» Supplied records:

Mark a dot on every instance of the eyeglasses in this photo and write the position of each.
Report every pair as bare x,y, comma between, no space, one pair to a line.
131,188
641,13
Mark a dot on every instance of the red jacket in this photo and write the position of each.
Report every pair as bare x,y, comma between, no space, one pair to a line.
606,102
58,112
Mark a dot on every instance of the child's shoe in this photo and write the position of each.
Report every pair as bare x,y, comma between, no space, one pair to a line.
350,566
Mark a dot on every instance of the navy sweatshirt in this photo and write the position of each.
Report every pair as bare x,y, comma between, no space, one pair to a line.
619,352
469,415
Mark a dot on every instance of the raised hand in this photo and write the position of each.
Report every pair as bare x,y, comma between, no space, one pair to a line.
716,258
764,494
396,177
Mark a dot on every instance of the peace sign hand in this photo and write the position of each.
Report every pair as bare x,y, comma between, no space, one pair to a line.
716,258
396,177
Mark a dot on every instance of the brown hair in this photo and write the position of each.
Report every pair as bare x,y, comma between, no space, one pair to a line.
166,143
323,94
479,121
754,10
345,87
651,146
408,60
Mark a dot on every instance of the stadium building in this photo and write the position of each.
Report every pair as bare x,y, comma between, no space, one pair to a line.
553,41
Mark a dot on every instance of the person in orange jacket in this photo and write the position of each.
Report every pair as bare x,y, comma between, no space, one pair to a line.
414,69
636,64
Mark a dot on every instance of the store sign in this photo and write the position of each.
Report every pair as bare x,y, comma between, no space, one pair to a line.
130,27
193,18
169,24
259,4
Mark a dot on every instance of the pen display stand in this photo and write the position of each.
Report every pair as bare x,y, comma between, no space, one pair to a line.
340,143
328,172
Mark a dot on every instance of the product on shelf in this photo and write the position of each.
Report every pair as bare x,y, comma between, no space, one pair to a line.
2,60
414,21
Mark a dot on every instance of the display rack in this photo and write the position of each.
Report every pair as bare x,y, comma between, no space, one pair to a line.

» Description of the task: Convert every line of the items above into a numbered list, leaving out any blank lines.

» Final answer:
1. Mark a dot on every instance of the eyeglasses in this photo and write the position of each.
2. Report every pair as bare x,y, comma between, no space, one pair to a line.
3. 131,188
4. 641,13
5. Mark a dot on every instance of the red jacket in this photo and write the position of each.
6. Report every pair as bare x,y, comma between, no space, one pair to a line.
7. 606,102
8. 58,112
9. Mark a dot on every instance of the child's shoe in this photo and write the position of each.
10. Report every pair as bare x,y, comma between, no space, one pair to a line.
11. 350,566
12. Mark a dot on every instance of the navy sweatshirt in this photo and write the position of each.
13. Report every pair as bare x,y, comma between, no space, one pair to a line.
14. 619,352
15. 469,415
16. Mark a dot on every instance of the raised hand in this photo and write the position of each.
17. Report every pair as bare x,y, comma between, no space, one pair to a line.
18. 716,258
19. 764,494
20. 396,177
21. Mark a dot on every instance of the peace sign hand in this photo and write the position of each.
22. Report every pair as bare x,y, comma between, no space, one pair to a line.
23. 716,258
24. 396,177
25. Mark a dot on every instance of the brown hair in this photo and write the position of each.
26. Report every pair as bare x,y, comma between, no space, one pair to a line.
27. 166,143
28. 323,94
29. 479,121
30. 754,10
31. 345,87
32. 651,146
33. 408,60
34. Mark a dot on every instance of the stadium building in this photo and write the position of each.
35. Report every pair as bare x,y, comma between, no space, one pair to a line.
36. 553,41
37. Mark a dot on every instance of the person in orange jacket in this photo and write the position of each.
38. Report every pair as bare x,y, comma between, no space, one pair to a line.
39. 414,69
40. 636,64
41. Mark a dot on every instance of the store sign in this photo and write the position of each.
42. Report every pair as bare x,y, comma between, no space, one pair to a line.
43. 130,27
44. 193,18
45. 169,24
46. 259,4
47. Mark a dot on every instance of the pen display stand in this photo and write the position of each.
48. Report every pair as bare x,y, comma between, no space, one pair to a line.
49. 340,143
50. 328,172
51. Mark a dot on every instance of the product on shelf in this photo and write the position of each.
52. Report every pair as bare x,y, comma between, no space, one pair to a line.
53. 2,60
54. 414,21
55. Mark a dot on every instance of the display rack in this photo and write the position of each.
56. Report every pair as bare x,y, comma between, no space, one pair to a line.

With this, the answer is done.